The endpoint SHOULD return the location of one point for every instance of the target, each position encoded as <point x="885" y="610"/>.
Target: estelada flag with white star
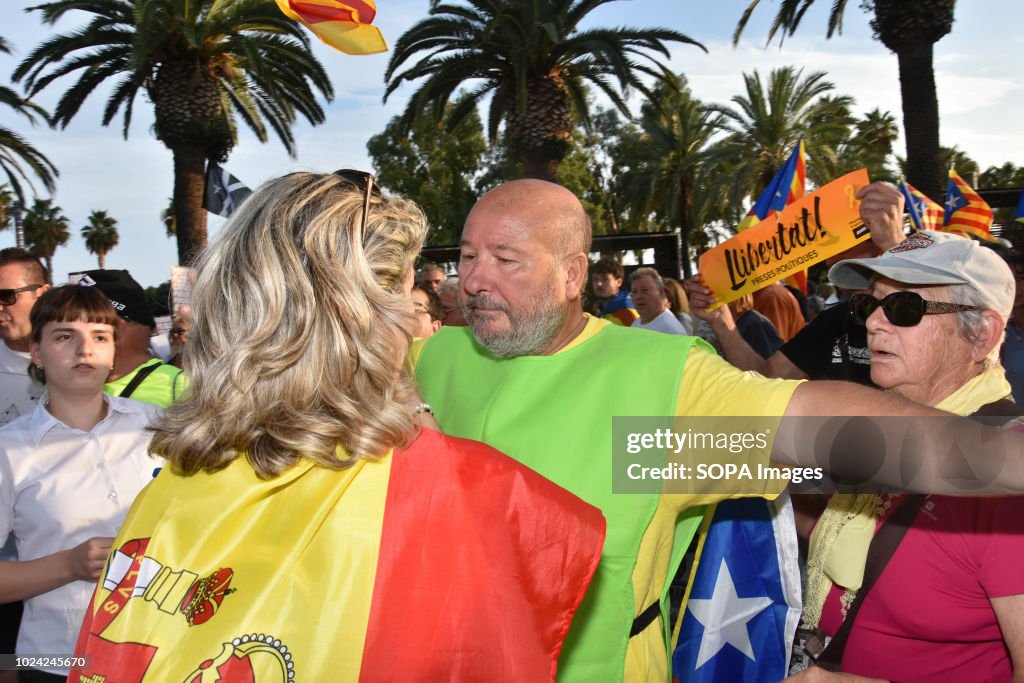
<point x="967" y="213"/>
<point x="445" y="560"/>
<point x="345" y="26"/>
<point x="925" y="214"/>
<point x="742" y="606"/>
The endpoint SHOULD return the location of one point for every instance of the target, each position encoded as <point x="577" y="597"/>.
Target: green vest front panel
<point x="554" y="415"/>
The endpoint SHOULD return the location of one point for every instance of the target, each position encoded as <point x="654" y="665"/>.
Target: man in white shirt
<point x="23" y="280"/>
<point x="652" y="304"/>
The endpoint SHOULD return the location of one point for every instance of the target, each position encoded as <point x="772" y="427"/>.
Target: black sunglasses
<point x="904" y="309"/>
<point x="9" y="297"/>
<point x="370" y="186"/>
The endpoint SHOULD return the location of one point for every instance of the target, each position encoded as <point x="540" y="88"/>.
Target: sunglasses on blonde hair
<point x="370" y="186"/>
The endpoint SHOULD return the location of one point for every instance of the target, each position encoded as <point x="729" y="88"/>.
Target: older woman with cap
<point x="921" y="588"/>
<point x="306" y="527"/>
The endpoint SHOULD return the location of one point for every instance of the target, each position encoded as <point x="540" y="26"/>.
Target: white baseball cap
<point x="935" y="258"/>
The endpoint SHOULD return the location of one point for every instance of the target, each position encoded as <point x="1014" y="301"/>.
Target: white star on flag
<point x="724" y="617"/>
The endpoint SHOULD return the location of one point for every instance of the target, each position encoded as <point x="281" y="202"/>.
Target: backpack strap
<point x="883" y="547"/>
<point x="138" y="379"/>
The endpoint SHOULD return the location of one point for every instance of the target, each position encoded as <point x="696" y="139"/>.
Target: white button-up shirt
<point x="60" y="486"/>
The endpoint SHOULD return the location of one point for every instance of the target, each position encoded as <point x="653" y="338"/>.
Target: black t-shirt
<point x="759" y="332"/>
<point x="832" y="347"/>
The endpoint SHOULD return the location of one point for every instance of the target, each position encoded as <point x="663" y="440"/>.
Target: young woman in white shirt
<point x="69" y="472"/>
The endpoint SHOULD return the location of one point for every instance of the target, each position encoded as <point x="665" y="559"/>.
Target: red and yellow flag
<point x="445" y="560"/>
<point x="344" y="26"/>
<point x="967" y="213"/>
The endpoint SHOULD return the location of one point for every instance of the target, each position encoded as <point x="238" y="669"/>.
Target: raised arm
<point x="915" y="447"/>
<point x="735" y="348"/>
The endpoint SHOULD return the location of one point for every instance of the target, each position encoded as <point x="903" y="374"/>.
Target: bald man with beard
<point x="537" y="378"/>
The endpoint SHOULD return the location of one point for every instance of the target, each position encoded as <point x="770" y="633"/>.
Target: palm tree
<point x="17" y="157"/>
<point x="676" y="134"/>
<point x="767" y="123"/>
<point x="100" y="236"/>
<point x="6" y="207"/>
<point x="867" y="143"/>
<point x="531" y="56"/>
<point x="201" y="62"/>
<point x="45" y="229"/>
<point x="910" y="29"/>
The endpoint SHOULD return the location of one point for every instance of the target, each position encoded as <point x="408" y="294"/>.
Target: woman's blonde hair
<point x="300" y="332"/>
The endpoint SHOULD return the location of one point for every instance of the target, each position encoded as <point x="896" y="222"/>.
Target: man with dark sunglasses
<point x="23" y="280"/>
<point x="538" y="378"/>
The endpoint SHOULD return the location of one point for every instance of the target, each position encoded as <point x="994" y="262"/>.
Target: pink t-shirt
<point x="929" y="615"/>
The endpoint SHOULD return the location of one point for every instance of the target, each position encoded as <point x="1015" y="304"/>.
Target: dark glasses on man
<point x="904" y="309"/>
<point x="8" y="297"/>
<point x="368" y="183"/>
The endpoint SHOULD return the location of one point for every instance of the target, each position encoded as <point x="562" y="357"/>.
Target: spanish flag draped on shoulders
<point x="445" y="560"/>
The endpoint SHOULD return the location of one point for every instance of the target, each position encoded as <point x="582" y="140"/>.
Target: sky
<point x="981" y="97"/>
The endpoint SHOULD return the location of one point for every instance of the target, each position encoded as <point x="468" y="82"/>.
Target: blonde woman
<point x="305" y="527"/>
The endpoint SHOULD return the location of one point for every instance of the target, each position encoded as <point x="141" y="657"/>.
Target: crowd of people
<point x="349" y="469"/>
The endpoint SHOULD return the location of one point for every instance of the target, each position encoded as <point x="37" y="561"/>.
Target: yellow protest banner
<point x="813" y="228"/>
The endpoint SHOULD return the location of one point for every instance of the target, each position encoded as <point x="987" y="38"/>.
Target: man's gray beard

____________________

- [Task directions]: Every line above is to be repeated exactly, but no picture is to appear in the copy.

- [Task answer]:
The endpoint SHOULD return the location of one point for every instance of the target, each position encoded as <point x="885" y="610"/>.
Target: estelada flag with white star
<point x="967" y="213"/>
<point x="445" y="560"/>
<point x="345" y="26"/>
<point x="925" y="214"/>
<point x="742" y="606"/>
The endpoint SHOULD return the location of one point for every instance of the target, each position encoded as <point x="577" y="597"/>.
Target: green vest front panel
<point x="554" y="415"/>
The endpoint SHOULD return the location of one point for every instance of the target, each position encoded as <point x="654" y="665"/>.
Target: man in white shirt
<point x="23" y="280"/>
<point x="652" y="304"/>
The endpoint SHOULD return the location of one point for every instance of the target, each position encoded as <point x="772" y="427"/>.
Target: black sunglasses
<point x="904" y="309"/>
<point x="9" y="297"/>
<point x="370" y="186"/>
The endpoint SHOULD return the location of one point for every instance of the target, each position encoded as <point x="540" y="88"/>.
Target: sunglasses on blonde hair
<point x="370" y="186"/>
The endpoint SHOULD return the location of one point for every instance of the target, each position encoded as <point x="729" y="88"/>.
Target: older woman with cap
<point x="921" y="588"/>
<point x="306" y="527"/>
The endpoint SHOULD return the location of one point for every instance of the target, each position encoded as <point x="540" y="26"/>.
Target: white baseball cap
<point x="935" y="258"/>
The endpoint SHOULD return the location of one point for every instance of the target, each position encoded as <point x="1014" y="301"/>.
Target: white star on flag
<point x="724" y="617"/>
The endpoint SHOULD return the location of one point for every instance of the target, each position encoded as <point x="281" y="202"/>.
Target: backpack strap
<point x="883" y="547"/>
<point x="138" y="379"/>
The endpoint SHOULD return the location of one point for every instance of the target, each position encoded as <point x="696" y="139"/>.
Target: white button-up shirt
<point x="60" y="486"/>
The endpoint SHOULD return the location of one point for every instance of the target, each position encoded as <point x="653" y="338"/>.
Target: black t-shirt
<point x="759" y="332"/>
<point x="832" y="347"/>
The endpoint SHOULD return the location of one point for every instance of the target, each position encoded as <point x="663" y="440"/>.
Target: young woman in white shirt
<point x="69" y="472"/>
The endpoint SHOULD return the location of one point for every instance of the target, each position encoded as <point x="665" y="559"/>.
Target: red and yellow flag
<point x="445" y="560"/>
<point x="344" y="26"/>
<point x="967" y="213"/>
The endpoint SHOULD return the location of one point for every instance of the target, each position encoded as <point x="238" y="669"/>.
Target: raised arm
<point x="915" y="447"/>
<point x="735" y="348"/>
The endpoint SHOULD return the location of one point for every instance of the target, each position encoded as <point x="903" y="374"/>.
Target: bald man with beard
<point x="537" y="378"/>
The endpoint SHOULD return the location of one point for every instance of the target, each position encoded as <point x="770" y="633"/>.
Target: palm tree
<point x="17" y="157"/>
<point x="676" y="134"/>
<point x="767" y="123"/>
<point x="100" y="236"/>
<point x="6" y="207"/>
<point x="867" y="143"/>
<point x="531" y="56"/>
<point x="201" y="62"/>
<point x="45" y="229"/>
<point x="910" y="29"/>
The endpoint SHOULD return the location of one point for every instance of the target, each position encoded as <point x="408" y="294"/>.
Target: woman's blonde hair
<point x="300" y="332"/>
The endpoint SHOULD return the location of one point for every instance of the target, each position encoded as <point x="896" y="222"/>.
Target: man with dark sunglasses
<point x="23" y="280"/>
<point x="538" y="378"/>
The endpoint SHOULD return the location of one point for every instance of the target, each position encoded as <point x="994" y="262"/>.
Target: pink t-shirt
<point x="929" y="615"/>
The endpoint SHOULD return the location of one point for every instance of the target, each position encoded as <point x="1015" y="304"/>.
Target: dark glasses on man
<point x="904" y="309"/>
<point x="8" y="297"/>
<point x="368" y="183"/>
The endpoint SHOULD return the location of one point for every instance of the target, each position encoded as <point x="562" y="357"/>.
Target: spanish flag draped on shoulders
<point x="445" y="560"/>
The endpoint SHOULD return the location of one point for every instance of the target, each position encoded as <point x="582" y="140"/>.
Target: sky
<point x="981" y="97"/>
The endpoint SHOULD return the location of one point for every instance of the target, each position encoded as <point x="468" y="82"/>.
Target: blonde woman
<point x="305" y="527"/>
The endpoint SHOULD return the location of one point for every instance of the target, each position encoded as <point x="141" y="657"/>.
Target: crowd of people
<point x="349" y="469"/>
The endpoint SHOULD return the location of one point for every instance of the target, each position encoded as <point x="37" y="561"/>.
Target: yellow protest banner
<point x="813" y="228"/>
The endpoint SHOULD return the location of one point for every instance of the target, each position encoded as <point x="987" y="38"/>.
Target: man's gray beard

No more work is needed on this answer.